▶ [Exercise description]: Edit the lines below so that every "snow covered" becomes "snow-covered". Leave everything else as it is.

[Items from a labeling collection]

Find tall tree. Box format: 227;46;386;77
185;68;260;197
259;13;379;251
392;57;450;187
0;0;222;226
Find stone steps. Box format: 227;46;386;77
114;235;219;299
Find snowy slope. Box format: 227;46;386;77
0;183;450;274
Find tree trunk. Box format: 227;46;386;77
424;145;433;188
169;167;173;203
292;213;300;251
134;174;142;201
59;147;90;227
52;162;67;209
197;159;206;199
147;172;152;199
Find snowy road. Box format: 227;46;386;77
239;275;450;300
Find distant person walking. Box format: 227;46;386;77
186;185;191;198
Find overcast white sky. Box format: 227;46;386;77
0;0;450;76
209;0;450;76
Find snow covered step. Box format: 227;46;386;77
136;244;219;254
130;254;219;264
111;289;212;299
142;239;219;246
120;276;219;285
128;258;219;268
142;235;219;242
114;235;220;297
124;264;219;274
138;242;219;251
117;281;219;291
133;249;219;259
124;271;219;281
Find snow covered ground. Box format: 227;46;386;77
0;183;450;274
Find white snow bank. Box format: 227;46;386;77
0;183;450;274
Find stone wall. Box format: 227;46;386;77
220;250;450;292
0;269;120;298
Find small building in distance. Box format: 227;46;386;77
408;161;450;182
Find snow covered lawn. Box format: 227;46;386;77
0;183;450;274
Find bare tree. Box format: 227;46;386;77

▶ [Exercise solution]:
Find tall tree. Box format: 227;46;386;77
185;68;260;197
259;13;379;251
392;57;450;187
0;0;222;226
Find stone steps. Box format: 227;46;386;77
114;235;219;299
Find snowy slope. Box format: 227;46;386;77
0;183;450;274
Find tree trunk. Box format: 227;46;386;77
424;145;433;188
169;167;173;203
292;213;300;251
134;174;142;201
59;147;90;227
52;162;67;209
197;159;206;199
147;172;152;199
Find snowy road. Box format: 227;46;386;77
239;275;450;300
Find distant person walking. Box format: 227;46;386;77
186;185;191;198
Find overcast white sky. Box format: 227;46;386;77
0;0;450;76
209;0;450;76
Find snow-covered step. Box format: 227;46;386;77
136;244;219;254
130;254;219;264
111;289;212;299
142;239;219;246
120;276;219;285
128;258;219;268
142;235;219;242
114;235;220;297
124;264;219;274
138;242;219;251
117;281;219;291
133;249;219;259
124;271;219;281
Find snow-covered ground. Box format: 227;46;386;77
0;183;450;274
Find white snow bank. Box format: 227;46;386;77
0;183;450;274
Find stone wall. Box format: 227;46;386;77
220;250;450;292
0;269;120;298
Find small building in distance. Box format: 227;46;386;77
408;161;450;182
Find snow-covered lawn. Box format: 227;46;386;77
0;183;450;274
Find bare tree. Box format: 227;46;386;77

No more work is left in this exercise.